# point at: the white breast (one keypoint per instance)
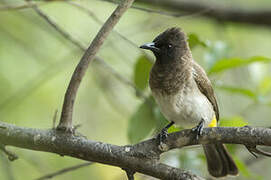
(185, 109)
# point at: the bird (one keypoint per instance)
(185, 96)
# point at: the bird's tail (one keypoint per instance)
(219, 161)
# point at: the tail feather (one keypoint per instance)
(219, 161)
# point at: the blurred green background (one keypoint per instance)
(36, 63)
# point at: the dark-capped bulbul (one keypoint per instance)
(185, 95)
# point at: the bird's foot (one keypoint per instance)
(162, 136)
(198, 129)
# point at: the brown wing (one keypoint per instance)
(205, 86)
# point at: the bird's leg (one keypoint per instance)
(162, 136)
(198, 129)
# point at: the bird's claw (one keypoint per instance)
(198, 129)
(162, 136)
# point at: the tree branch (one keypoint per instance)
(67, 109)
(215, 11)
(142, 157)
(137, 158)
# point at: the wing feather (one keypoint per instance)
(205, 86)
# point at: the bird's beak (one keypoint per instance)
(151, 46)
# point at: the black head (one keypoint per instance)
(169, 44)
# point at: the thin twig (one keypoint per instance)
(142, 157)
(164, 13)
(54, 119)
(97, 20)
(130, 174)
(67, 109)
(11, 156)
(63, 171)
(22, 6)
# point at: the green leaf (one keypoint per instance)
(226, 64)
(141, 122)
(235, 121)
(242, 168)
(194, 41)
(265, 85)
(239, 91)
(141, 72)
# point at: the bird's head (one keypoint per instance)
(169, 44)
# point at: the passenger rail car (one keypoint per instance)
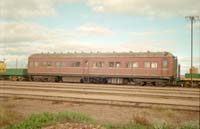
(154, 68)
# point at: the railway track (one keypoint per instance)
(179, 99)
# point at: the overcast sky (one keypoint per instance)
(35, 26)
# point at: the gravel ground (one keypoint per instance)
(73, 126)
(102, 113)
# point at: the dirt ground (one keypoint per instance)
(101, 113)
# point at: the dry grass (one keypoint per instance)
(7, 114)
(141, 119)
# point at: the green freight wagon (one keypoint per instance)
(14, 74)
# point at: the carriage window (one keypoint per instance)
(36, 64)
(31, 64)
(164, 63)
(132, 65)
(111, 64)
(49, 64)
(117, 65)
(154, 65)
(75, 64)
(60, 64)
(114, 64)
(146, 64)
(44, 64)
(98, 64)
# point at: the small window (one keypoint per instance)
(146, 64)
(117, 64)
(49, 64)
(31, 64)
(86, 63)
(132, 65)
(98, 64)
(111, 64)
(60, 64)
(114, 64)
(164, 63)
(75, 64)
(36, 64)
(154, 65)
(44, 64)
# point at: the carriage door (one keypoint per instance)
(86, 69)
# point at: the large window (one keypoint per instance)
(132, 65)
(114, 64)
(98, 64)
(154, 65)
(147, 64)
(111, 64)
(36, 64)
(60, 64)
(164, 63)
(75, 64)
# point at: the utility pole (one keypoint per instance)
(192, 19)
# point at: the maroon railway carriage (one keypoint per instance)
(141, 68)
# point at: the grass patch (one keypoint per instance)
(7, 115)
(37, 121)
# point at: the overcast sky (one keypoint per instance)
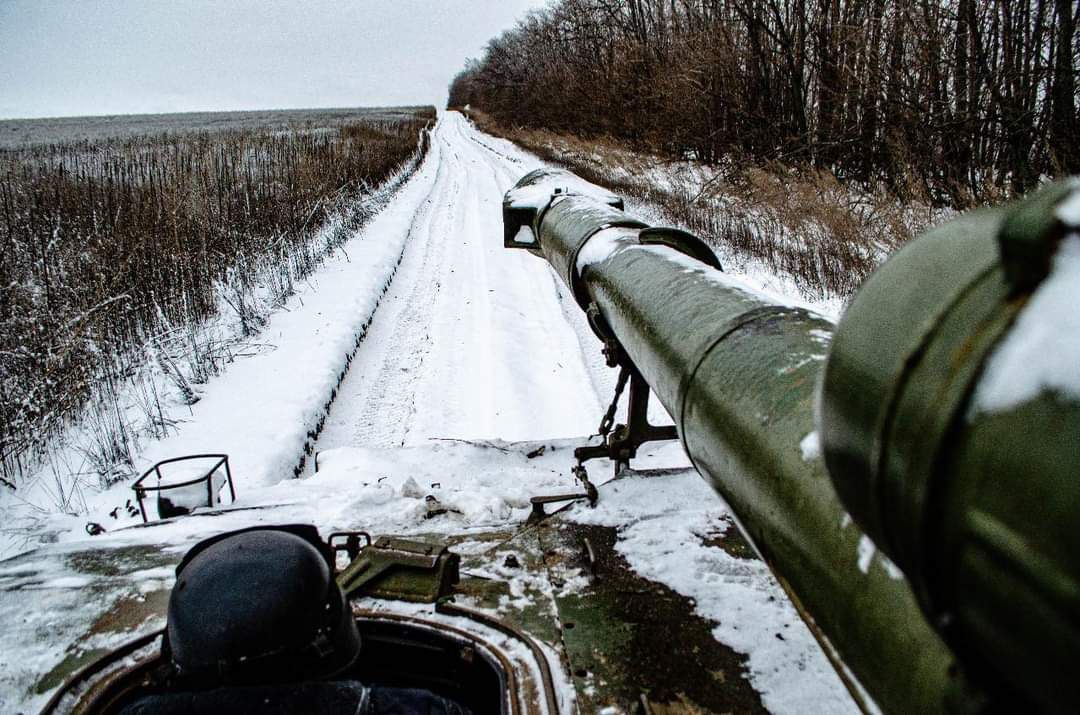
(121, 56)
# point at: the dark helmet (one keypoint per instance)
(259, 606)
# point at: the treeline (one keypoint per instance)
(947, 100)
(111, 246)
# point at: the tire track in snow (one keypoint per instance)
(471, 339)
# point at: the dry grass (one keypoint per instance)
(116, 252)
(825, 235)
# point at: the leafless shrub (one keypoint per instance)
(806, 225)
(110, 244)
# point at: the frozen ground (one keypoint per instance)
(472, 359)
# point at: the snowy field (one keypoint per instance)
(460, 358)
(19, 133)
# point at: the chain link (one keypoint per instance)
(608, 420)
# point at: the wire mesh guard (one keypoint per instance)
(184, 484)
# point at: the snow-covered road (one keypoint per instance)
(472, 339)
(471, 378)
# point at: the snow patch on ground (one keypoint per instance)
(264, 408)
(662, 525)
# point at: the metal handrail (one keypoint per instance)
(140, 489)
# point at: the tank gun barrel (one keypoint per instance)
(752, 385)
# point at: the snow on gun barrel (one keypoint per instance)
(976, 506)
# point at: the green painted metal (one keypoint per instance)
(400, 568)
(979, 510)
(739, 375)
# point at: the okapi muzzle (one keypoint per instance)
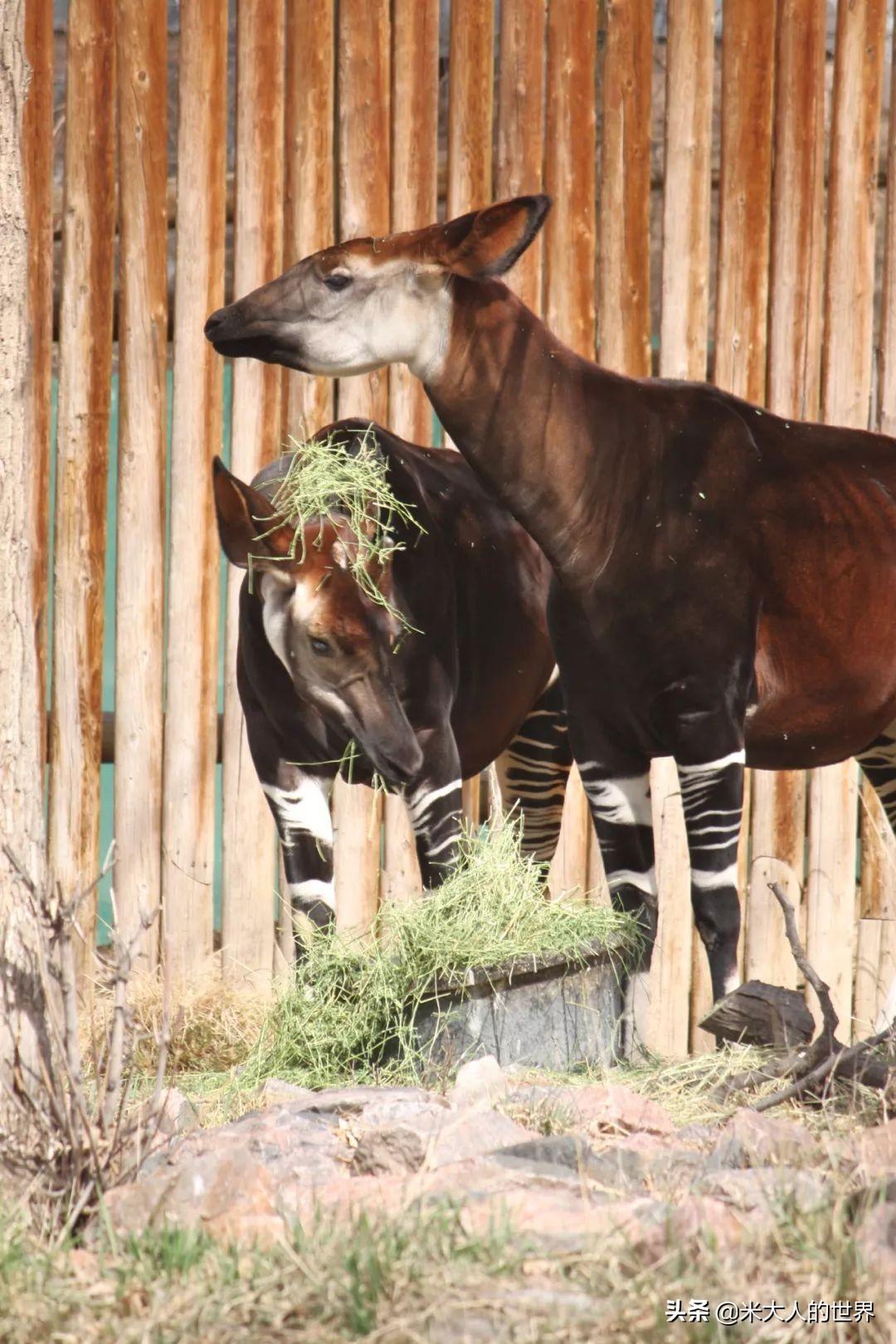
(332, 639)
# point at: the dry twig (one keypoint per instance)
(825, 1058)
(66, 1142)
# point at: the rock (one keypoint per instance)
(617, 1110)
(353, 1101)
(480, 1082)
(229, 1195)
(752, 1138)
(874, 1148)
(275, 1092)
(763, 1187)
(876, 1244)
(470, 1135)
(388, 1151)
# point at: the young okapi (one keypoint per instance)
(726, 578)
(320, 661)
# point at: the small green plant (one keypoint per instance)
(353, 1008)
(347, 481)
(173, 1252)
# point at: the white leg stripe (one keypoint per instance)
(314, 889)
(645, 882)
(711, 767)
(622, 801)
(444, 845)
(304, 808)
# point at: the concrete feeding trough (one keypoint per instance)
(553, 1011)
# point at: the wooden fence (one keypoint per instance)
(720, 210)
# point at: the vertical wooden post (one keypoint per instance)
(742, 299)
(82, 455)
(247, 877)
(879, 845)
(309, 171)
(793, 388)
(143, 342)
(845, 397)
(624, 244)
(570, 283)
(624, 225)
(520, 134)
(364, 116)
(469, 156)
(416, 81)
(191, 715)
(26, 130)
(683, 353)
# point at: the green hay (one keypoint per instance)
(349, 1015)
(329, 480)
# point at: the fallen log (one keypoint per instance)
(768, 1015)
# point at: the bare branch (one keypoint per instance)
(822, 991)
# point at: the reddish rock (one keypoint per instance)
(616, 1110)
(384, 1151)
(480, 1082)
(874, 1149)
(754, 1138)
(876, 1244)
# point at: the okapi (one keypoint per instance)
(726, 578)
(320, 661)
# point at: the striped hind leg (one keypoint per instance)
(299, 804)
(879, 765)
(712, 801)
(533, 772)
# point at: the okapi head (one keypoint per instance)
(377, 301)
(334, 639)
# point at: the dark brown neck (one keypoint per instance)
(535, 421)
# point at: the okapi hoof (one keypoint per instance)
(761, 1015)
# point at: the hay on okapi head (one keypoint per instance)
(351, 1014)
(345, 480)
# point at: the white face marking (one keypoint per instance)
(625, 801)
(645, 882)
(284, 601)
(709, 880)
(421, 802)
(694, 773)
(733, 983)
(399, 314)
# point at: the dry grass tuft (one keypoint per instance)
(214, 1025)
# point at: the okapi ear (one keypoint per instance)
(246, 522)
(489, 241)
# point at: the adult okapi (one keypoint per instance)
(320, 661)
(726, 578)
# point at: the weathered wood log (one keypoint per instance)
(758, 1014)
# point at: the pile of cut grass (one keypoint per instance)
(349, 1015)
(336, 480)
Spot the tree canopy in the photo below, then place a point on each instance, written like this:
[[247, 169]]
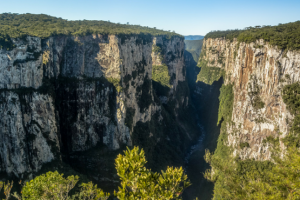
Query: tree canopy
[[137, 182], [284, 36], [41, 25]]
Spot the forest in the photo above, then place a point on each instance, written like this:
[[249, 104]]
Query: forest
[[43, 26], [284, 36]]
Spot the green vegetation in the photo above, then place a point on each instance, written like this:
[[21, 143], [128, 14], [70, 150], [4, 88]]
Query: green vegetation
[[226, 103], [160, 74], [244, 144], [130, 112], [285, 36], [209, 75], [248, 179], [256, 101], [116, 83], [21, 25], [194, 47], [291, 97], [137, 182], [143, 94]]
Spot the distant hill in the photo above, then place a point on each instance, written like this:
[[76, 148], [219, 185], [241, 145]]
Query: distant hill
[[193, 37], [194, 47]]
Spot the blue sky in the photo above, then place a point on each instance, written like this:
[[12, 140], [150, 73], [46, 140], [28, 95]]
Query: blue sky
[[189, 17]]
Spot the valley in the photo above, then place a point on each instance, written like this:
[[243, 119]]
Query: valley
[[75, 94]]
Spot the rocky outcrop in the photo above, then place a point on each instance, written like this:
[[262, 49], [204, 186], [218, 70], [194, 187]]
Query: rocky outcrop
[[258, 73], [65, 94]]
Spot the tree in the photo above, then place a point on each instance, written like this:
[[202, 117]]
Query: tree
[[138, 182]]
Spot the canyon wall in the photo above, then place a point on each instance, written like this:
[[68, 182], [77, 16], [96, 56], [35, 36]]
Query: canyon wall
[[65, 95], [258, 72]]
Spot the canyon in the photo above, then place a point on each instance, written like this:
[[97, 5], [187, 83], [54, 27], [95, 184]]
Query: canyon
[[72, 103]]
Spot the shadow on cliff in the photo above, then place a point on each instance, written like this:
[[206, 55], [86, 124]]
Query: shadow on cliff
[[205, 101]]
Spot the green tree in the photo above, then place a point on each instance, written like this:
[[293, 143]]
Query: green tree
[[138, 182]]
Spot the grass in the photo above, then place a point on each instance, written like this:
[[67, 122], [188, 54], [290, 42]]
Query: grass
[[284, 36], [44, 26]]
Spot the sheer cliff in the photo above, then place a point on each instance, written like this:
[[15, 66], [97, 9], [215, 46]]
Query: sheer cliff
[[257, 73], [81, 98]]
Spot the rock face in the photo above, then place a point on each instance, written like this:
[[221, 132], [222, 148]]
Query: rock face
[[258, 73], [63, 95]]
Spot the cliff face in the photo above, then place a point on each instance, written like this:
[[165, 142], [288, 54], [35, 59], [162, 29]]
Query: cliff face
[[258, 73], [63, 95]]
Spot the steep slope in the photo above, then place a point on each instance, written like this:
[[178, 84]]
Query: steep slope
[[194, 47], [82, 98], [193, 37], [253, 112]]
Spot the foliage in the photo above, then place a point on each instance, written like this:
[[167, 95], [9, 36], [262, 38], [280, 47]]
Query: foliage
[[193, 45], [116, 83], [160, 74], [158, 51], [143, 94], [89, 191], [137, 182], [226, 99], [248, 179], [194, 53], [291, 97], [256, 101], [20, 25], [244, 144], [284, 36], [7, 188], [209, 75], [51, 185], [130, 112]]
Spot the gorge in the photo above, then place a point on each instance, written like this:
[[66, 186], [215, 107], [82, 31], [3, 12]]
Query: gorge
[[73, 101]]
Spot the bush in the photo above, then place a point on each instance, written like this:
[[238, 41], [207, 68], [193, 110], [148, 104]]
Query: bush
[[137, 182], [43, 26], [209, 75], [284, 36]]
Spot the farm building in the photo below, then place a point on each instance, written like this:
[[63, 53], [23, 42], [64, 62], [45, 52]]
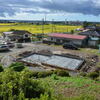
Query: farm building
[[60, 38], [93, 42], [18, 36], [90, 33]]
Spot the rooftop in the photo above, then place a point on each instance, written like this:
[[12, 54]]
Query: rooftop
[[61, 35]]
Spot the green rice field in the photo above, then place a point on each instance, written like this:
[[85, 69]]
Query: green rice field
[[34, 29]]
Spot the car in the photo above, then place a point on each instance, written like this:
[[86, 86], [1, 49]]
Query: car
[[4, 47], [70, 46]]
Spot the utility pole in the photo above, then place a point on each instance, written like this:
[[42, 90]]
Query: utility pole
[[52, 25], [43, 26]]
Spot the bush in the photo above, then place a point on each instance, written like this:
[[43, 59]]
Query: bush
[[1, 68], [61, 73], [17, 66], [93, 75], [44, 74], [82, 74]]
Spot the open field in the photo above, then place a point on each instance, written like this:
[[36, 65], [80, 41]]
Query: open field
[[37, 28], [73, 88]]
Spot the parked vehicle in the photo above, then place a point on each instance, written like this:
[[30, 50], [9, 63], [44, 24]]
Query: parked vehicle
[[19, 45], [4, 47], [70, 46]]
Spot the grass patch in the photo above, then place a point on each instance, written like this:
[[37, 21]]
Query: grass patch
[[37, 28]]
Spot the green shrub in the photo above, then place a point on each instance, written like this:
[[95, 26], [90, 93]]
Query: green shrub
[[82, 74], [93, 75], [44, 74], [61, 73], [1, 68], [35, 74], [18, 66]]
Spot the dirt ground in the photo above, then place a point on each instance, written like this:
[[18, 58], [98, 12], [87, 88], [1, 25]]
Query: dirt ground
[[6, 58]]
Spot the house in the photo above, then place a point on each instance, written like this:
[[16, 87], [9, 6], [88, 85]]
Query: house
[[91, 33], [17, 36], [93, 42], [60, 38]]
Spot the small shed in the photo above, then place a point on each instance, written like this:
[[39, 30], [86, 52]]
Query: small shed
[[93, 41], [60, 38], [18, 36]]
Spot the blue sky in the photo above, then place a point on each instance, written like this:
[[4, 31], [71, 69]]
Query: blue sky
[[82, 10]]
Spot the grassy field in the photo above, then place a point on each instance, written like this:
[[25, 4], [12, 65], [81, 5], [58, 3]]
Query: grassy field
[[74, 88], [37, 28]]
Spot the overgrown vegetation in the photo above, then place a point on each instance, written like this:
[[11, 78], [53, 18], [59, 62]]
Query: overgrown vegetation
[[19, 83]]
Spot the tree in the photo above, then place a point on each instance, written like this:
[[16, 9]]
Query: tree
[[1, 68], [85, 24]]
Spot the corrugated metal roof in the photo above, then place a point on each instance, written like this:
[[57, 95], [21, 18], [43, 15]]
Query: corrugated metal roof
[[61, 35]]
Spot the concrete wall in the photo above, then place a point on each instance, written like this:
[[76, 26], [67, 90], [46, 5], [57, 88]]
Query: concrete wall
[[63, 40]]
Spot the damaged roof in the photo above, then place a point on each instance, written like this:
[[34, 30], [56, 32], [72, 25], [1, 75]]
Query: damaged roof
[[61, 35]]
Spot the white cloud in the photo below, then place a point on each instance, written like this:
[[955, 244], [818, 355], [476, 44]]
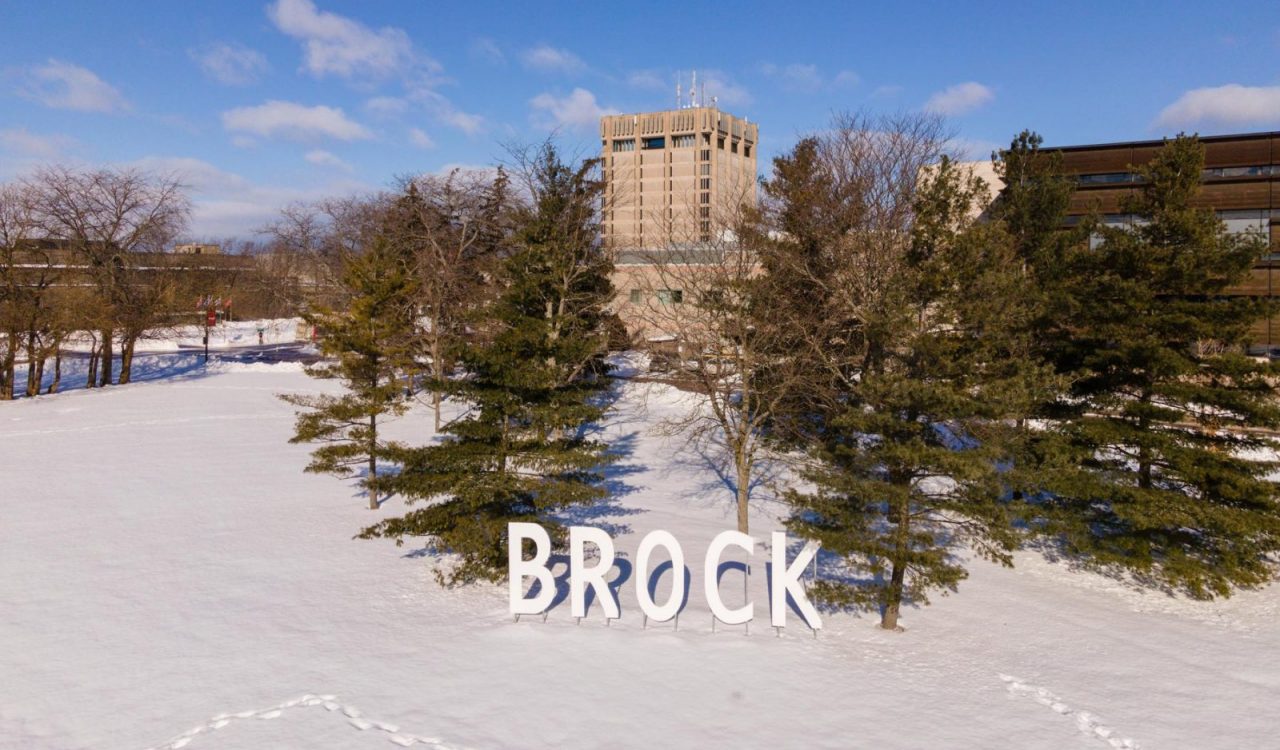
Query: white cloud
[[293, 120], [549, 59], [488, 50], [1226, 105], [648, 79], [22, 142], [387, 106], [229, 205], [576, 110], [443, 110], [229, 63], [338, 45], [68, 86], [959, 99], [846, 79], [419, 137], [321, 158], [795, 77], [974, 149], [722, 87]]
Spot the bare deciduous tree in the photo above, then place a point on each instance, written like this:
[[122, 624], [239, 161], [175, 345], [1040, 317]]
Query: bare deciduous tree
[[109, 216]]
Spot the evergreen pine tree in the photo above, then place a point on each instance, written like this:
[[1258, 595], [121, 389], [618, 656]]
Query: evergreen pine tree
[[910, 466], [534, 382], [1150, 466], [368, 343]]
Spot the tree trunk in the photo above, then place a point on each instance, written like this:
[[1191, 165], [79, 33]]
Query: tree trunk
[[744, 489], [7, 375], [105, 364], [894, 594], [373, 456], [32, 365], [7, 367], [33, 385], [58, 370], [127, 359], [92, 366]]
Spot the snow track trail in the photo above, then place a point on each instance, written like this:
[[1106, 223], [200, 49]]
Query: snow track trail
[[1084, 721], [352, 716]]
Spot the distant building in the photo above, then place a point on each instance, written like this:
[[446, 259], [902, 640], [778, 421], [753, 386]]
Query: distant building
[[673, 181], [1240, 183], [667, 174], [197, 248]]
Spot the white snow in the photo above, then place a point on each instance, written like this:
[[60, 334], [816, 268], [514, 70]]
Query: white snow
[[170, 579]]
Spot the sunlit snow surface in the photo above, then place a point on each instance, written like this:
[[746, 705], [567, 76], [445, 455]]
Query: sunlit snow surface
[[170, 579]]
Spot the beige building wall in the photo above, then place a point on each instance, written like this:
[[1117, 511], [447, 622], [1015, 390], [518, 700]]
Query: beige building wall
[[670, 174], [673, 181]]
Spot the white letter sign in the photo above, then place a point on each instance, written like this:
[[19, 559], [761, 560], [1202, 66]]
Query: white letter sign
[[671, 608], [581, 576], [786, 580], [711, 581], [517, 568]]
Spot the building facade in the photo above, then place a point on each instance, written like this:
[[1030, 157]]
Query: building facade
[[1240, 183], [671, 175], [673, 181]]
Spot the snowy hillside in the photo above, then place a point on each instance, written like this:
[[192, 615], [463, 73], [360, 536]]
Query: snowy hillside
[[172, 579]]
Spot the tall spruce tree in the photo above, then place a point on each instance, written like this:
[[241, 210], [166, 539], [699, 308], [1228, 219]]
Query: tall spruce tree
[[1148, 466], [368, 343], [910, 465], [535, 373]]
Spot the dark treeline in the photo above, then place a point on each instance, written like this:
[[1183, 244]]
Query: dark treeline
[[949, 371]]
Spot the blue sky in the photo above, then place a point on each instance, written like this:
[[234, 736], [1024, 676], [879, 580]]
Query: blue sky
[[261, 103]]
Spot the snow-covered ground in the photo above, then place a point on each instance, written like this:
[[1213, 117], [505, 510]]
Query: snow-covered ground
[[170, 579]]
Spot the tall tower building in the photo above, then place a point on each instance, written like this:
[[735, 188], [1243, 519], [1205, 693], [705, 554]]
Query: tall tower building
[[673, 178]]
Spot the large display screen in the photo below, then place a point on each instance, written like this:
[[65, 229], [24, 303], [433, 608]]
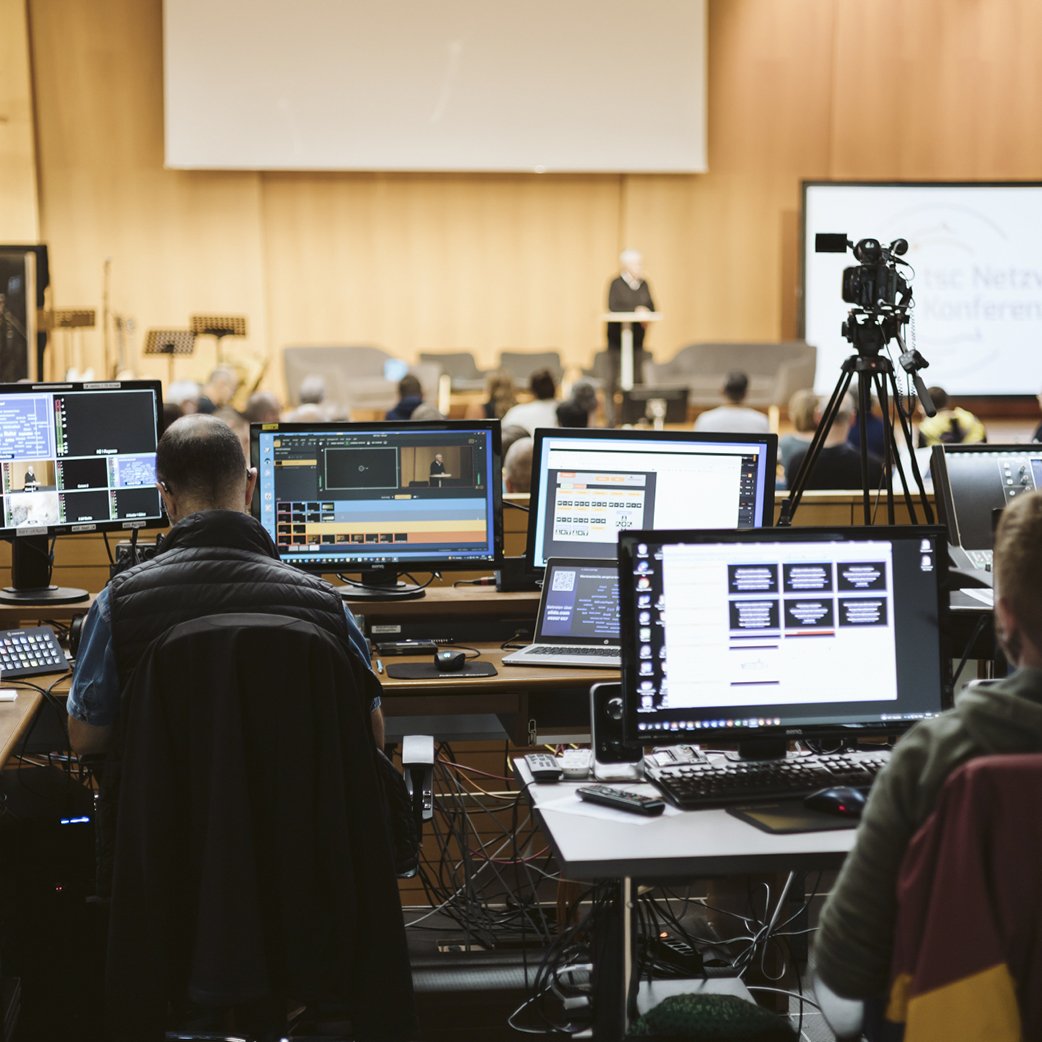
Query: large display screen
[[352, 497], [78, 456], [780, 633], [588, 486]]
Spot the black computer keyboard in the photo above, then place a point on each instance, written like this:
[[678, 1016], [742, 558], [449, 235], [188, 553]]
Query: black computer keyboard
# # # # # # #
[EXERCISE DETAILS] Go through the material above and output exactly the lines from the one containing "Query: sunlit snow surface" through the one containing "[[19, 559], [761, 560], [1202, 66]]".

[EXERCISE ANSWER]
Query: sunlit snow surface
[[170, 579]]
Spot the beige building wall in the photo above, then place a point on each instance, written like this:
[[1117, 511], [447, 622], [1015, 390], [518, 700]]
Query: beige building wall
[[670, 174], [673, 181]]
Spot the white letter sign in the photo above, then place a point on each instance, written like this:
[[19, 559], [761, 560], [1202, 66]]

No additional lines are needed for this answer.